### PROVIDED RECORDS:
========
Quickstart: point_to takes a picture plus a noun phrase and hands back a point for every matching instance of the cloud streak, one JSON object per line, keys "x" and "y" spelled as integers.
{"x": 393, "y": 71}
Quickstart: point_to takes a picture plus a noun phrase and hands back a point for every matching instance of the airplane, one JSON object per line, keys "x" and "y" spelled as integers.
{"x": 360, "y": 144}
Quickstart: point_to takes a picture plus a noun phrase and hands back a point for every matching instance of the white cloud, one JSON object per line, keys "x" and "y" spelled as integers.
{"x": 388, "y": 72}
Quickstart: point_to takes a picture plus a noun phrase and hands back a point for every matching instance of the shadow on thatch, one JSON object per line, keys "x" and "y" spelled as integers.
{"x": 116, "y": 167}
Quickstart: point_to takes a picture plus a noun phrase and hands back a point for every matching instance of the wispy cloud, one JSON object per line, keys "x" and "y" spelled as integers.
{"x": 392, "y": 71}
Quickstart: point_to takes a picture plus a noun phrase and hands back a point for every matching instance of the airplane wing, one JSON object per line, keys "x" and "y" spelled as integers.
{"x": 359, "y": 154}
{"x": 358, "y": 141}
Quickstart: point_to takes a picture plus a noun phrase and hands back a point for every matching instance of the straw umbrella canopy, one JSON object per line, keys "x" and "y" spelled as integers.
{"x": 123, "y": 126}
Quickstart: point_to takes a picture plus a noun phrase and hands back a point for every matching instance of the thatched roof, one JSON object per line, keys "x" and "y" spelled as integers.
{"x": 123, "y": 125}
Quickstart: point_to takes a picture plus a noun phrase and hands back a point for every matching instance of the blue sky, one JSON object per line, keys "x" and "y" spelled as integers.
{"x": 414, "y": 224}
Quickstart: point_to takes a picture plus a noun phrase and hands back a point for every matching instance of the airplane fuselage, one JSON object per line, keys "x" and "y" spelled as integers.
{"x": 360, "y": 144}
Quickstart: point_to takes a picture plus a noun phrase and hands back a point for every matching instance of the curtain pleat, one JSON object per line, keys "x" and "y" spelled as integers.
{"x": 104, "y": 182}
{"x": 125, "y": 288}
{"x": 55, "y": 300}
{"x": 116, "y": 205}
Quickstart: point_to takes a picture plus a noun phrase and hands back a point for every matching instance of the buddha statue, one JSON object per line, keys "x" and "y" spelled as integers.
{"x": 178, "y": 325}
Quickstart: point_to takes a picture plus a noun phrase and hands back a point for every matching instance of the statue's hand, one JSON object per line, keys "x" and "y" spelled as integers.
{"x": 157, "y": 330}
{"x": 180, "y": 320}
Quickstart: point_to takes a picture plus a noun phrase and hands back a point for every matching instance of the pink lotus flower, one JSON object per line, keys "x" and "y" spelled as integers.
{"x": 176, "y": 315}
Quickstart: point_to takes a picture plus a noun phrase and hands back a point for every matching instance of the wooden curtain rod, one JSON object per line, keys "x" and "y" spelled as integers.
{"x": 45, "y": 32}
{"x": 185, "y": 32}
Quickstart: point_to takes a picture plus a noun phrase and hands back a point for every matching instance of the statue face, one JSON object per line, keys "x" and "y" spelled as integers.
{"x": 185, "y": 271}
========
### GIVEN INSTRUCTION:
Extract the listing in its entirety and repeat it exactly.

### THE REPLY:
Quickstart: point_to takes a picture plus a noun phrase and hands back a point for every matching instance of the cloud streak, one JSON object per line, keys "x" and "y" spelled as integers.
{"x": 393, "y": 71}
Quickstart: point_to takes a picture plus a noun phrase and hands back a point for every matching instance of the airplane, one JSON object per line, keys "x" and "y" spelled as integers.
{"x": 360, "y": 144}
Quickstart: point_to takes a picture plus a noun phrase and hands back a point for every matching instance of the white cloud, one JSON object per line, keys "x" and "y" spelled as integers.
{"x": 388, "y": 72}
Quickstart: point_to takes a picture plus a noun phrase and hands back a point for every matching instance of the shadow on thatch, one JSON object per line, keys "x" and "y" spelled as integers.
{"x": 116, "y": 167}
Quickstart: point_to takes a picture plus a noun phrase and hands back a point for every matching instance of the wispy cloud, one JSON object per line, keys "x" and "y" spelled as integers.
{"x": 392, "y": 71}
Quickstart: point_to takes a picture plus a noun phrase and hands back a point for every matching instance of the airplane wing, one JSON object per line, keys "x" and "y" spelled as integers.
{"x": 359, "y": 154}
{"x": 358, "y": 141}
Quickstart: point_to takes a picture plus a noun phrase and hands back a point for every matching instance of the straw umbrella canopy, one JSON object per line, keys "x" and "y" spelled as integers.
{"x": 123, "y": 126}
Quickstart: point_to takes a picture plus a noun phrase and hands back a point for every matching instance of the thatched roof, one JSON object per line, keys "x" and "y" spelled as integers.
{"x": 123, "y": 125}
Quickstart: point_to takes a picture plus a noun phrase and hands back a point for every matching instance of the blue sky, one JSON object per line, keys "x" and "y" spelled as integers.
{"x": 414, "y": 224}
Quickstart: point_to takes a picture plus a noun phrase and hands back a point for every matching instance of the airplane fuselage, one JSON object per line, keys "x" and "y" spelled as integers.
{"x": 360, "y": 144}
Quickstart: point_to takes a picture plus a noun phrase and hands back a point for every matching instance of the curtain pleat, one JSON object per line, keys "x" and "y" spelled as integers.
{"x": 104, "y": 182}
{"x": 125, "y": 288}
{"x": 55, "y": 300}
{"x": 116, "y": 205}
Quickstart: point_to takes a picture plus a noun phrase and hands back a point for every matching instance of the buddha statue, one JSON object per line, keys "x" and "y" spelled as integers.
{"x": 178, "y": 325}
Quickstart: point_to takes a picture plus a noun phrase and hands back a point for every matching instance of the statue's hand, one JSON object per line, keys "x" and "y" spelled as integers.
{"x": 157, "y": 330}
{"x": 180, "y": 320}
Quickstart: point_to takes a picture plus a noun phrase and hands back a point for every matching instance of the pink lotus flower, one JSON object per line, keys "x" and "y" spelled as integers.
{"x": 176, "y": 315}
Quickstart: point_to takes a picture plus a noun phrase and hands back a point for every matching instance of the wooden curtain rod, one JSON object per line, keys "x" and "y" spelled as integers.
{"x": 45, "y": 32}
{"x": 185, "y": 32}
Quickstart: point_to takes a picture plus a noun phrase and hands back a point for every matching instance of the statue face, one JSON object per line, keys "x" and "y" spelled as integers.
{"x": 185, "y": 271}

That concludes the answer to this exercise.